> [Required action]: Would you print, word for word, only the lines running from the line with "Text query: vase" to the last line of the entries, without the pictures?

Dataset entries:
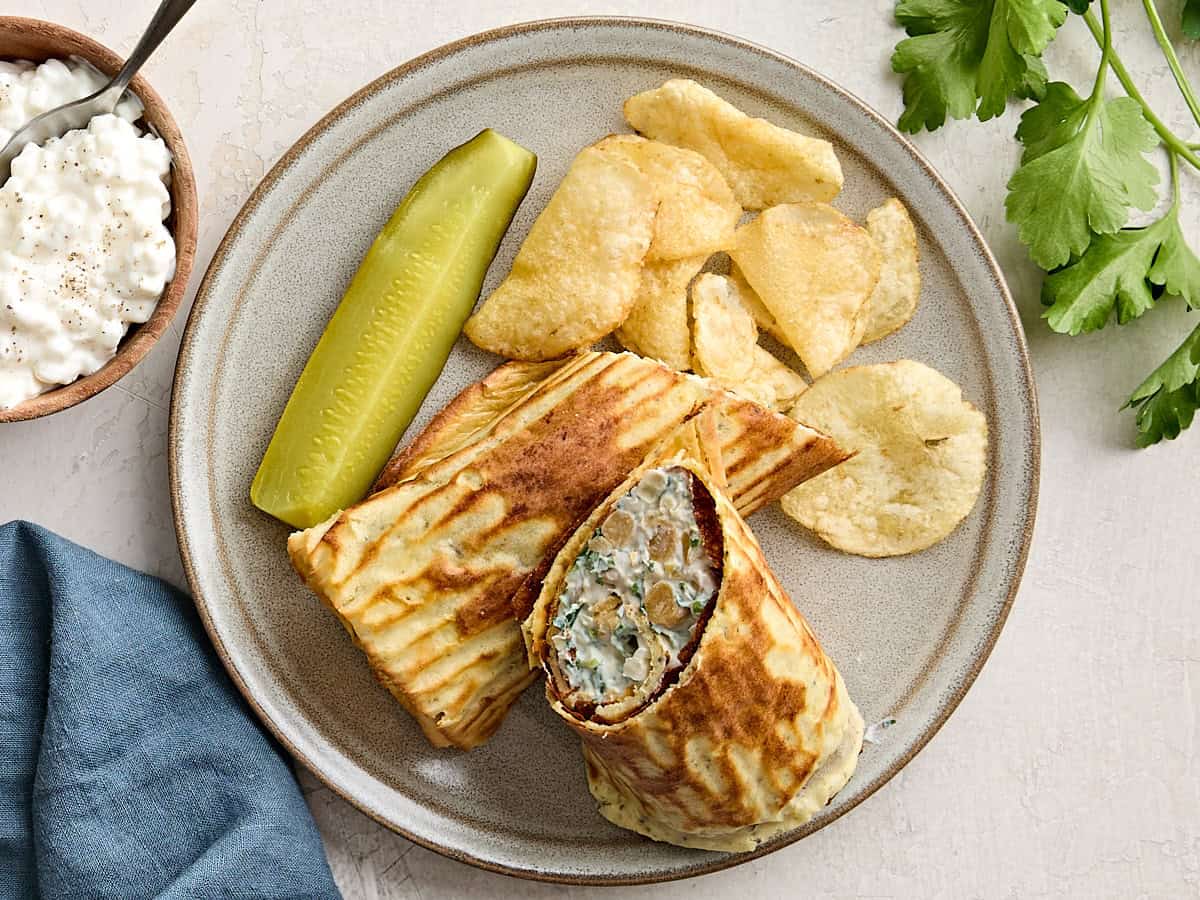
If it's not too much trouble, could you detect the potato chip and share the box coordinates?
[730,202,881,379]
[861,198,921,344]
[596,134,739,262]
[782,361,987,557]
[691,273,758,383]
[616,255,707,370]
[739,345,808,411]
[691,274,808,410]
[728,263,788,344]
[624,79,843,210]
[465,143,658,361]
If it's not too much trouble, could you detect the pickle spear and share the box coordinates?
[251,129,537,529]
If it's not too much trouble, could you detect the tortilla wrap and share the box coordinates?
[524,419,863,850]
[289,351,847,749]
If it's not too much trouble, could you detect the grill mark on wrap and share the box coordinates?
[506,398,717,627]
[550,474,835,833]
[372,353,605,492]
[349,363,693,627]
[508,398,845,624]
[408,624,513,693]
[363,624,538,744]
[339,356,672,588]
[449,375,688,636]
[574,559,819,829]
[293,352,850,750]
[718,396,849,513]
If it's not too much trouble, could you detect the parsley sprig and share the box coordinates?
[891,0,1200,446]
[892,0,1065,132]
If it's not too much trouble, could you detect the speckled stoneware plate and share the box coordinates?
[170,18,1039,885]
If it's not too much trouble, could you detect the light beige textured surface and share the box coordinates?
[2,1,1198,896]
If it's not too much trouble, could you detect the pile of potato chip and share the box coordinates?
[465,78,988,558]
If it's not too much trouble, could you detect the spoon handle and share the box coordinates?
[110,0,199,95]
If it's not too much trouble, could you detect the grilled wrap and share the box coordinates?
[524,418,863,850]
[288,351,847,749]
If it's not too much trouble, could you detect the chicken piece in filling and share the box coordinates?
[548,466,721,721]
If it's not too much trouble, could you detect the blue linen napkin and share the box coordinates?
[0,521,340,900]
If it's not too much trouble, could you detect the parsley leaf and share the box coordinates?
[1003,0,1069,50]
[1011,81,1090,160]
[892,0,1067,132]
[1127,325,1200,445]
[1017,54,1050,101]
[1185,0,1200,40]
[893,2,986,132]
[1148,214,1200,303]
[1064,0,1092,11]
[1042,207,1200,334]
[1006,83,1159,269]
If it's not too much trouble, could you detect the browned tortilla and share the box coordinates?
[288,351,847,749]
[524,422,863,850]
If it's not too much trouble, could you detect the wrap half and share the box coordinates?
[288,351,847,749]
[524,418,863,851]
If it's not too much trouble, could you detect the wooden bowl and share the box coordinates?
[0,17,197,423]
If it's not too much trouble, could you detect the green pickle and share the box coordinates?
[251,129,537,528]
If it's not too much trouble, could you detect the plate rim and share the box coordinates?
[169,15,1041,886]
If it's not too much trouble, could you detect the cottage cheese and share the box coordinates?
[0,58,174,409]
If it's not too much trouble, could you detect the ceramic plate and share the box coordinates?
[170,18,1039,885]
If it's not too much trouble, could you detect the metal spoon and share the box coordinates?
[0,0,197,183]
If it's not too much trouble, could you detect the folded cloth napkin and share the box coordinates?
[0,522,340,900]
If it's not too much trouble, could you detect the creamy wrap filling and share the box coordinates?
[548,466,720,721]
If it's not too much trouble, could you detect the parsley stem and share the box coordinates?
[1171,150,1181,208]
[1082,8,1200,172]
[1142,0,1200,129]
[1086,0,1114,121]
[1098,0,1114,81]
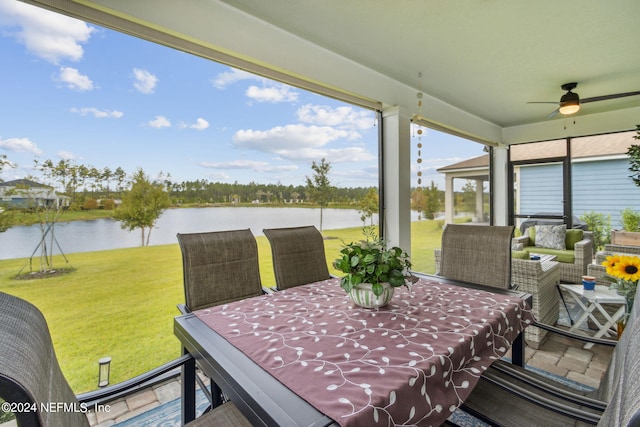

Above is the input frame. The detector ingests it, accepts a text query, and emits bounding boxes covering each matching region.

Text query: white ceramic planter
[349,282,394,308]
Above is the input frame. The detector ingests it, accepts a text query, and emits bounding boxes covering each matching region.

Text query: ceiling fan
[528,82,640,118]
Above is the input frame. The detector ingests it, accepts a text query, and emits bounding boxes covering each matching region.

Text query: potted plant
[611,208,640,246]
[334,227,414,308]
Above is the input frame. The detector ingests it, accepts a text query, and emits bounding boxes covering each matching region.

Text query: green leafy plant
[334,226,413,296]
[580,211,611,251]
[627,125,640,187]
[621,208,640,232]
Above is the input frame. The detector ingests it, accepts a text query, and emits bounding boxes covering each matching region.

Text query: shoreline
[3,202,360,228]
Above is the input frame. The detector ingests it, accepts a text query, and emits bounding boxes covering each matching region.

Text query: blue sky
[0,0,484,190]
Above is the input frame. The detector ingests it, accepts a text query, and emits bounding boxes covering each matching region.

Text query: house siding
[518,158,640,230]
[519,163,564,214]
[572,158,640,229]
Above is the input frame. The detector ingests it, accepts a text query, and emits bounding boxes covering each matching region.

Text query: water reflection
[0,207,387,260]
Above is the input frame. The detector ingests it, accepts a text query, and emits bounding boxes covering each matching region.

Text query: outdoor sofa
[513,227,593,284]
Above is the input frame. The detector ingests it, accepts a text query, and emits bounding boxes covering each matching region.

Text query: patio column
[475,178,484,222]
[491,145,509,226]
[381,106,411,251]
[444,176,454,225]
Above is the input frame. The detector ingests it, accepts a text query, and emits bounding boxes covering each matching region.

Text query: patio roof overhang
[20,0,640,147]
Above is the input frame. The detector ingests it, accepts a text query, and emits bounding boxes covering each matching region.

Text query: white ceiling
[23,0,640,145]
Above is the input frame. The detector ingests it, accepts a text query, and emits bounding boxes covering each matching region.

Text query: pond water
[0,207,399,260]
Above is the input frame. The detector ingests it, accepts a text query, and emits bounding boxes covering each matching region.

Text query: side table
[558,284,627,348]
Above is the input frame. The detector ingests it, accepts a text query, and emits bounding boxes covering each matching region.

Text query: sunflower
[603,254,622,276]
[611,255,640,282]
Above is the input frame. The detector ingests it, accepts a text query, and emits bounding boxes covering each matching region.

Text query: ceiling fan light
[559,102,580,115]
[559,91,580,115]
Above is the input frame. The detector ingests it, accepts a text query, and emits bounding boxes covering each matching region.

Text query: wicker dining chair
[438,224,515,289]
[263,225,331,290]
[176,228,265,410]
[176,229,265,312]
[0,291,251,427]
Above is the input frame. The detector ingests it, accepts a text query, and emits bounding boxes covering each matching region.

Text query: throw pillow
[535,224,566,250]
[565,229,584,250]
[528,226,536,246]
[512,250,530,259]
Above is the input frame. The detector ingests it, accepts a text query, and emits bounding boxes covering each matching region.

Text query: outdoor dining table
[174,274,534,427]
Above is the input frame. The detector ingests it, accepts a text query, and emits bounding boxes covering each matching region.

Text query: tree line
[0,157,375,209]
[0,156,486,218]
[0,155,483,253]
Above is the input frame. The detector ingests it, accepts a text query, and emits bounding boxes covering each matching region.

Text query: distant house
[437,131,640,229]
[0,179,70,209]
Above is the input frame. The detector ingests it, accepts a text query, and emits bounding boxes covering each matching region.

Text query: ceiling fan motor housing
[560,90,580,105]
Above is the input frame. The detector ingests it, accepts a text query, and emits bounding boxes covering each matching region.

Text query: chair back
[439,224,514,289]
[0,292,90,427]
[597,289,640,426]
[263,225,331,290]
[177,229,263,311]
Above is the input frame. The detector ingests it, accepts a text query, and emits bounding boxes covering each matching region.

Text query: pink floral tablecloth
[195,276,535,426]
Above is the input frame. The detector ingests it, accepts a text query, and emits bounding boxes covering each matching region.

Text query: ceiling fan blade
[546,108,560,119]
[581,91,640,104]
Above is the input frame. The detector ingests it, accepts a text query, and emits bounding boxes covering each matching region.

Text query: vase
[349,282,394,308]
[615,288,635,339]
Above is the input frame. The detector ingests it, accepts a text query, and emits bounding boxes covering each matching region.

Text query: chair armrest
[604,244,640,255]
[469,366,604,425]
[595,250,612,264]
[77,354,193,407]
[532,321,616,347]
[490,360,607,410]
[512,235,530,246]
[573,237,593,262]
[177,303,190,314]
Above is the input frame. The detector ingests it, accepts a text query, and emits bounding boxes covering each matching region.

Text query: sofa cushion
[525,246,575,263]
[565,229,584,250]
[512,250,530,260]
[528,226,536,246]
[534,224,566,250]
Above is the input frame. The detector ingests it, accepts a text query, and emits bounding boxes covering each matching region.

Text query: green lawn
[0,221,442,393]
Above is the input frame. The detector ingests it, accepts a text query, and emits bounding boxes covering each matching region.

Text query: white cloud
[70,107,123,118]
[181,118,209,130]
[57,67,93,91]
[268,164,299,172]
[148,116,171,128]
[0,137,43,156]
[133,68,158,94]
[246,85,298,103]
[297,104,373,131]
[234,124,346,150]
[233,124,375,162]
[199,159,299,173]
[0,0,95,64]
[212,68,298,104]
[211,68,260,89]
[280,146,374,163]
[57,150,78,160]
[200,160,268,170]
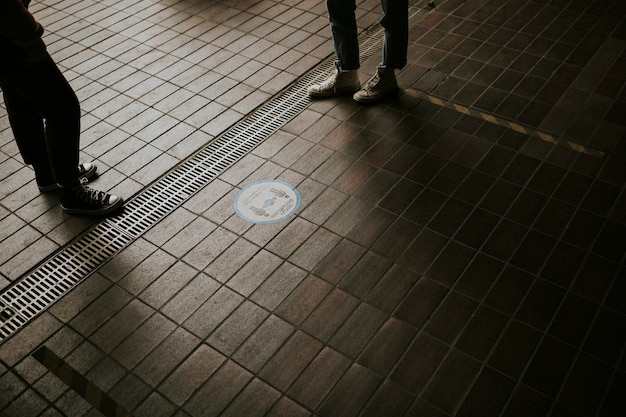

> [Answer to this task]:
Text query: vase
[349,282,394,308]
[615,288,635,339]
Above is the input frame. The detector ingests it, accepts a text query, and emits bounding boxes covering each matching region.

Text query: chair armrest
[604,244,640,255]
[469,366,604,425]
[595,250,612,264]
[77,354,193,407]
[532,321,616,347]
[490,360,607,410]
[512,235,530,246]
[573,237,593,262]
[177,303,190,314]
Above is the input frame. The detector ingests it, accepts a text query, and emits bounding boxes covering each matching region.

Text query: sofa cushion
[525,246,575,263]
[565,229,584,250]
[512,250,530,260]
[528,226,536,246]
[534,224,566,250]
Above is the input frame. The detector ingests it, accepts a text query, and emits bounding boxes covering each matching region.

Text query: green lawn
[0,221,442,393]
Above is the input frame. The detector ingests it, accepts a text query, and emits bounding boxes covering each matching region.

Text query: white cloud
[70,107,123,118]
[181,118,209,130]
[57,67,93,91]
[268,164,299,172]
[148,116,171,128]
[0,137,43,156]
[133,68,158,94]
[246,85,298,103]
[297,104,373,131]
[234,124,346,150]
[233,124,375,162]
[199,159,299,173]
[0,0,95,64]
[212,68,298,104]
[211,68,260,89]
[280,146,374,163]
[57,150,78,160]
[200,160,268,170]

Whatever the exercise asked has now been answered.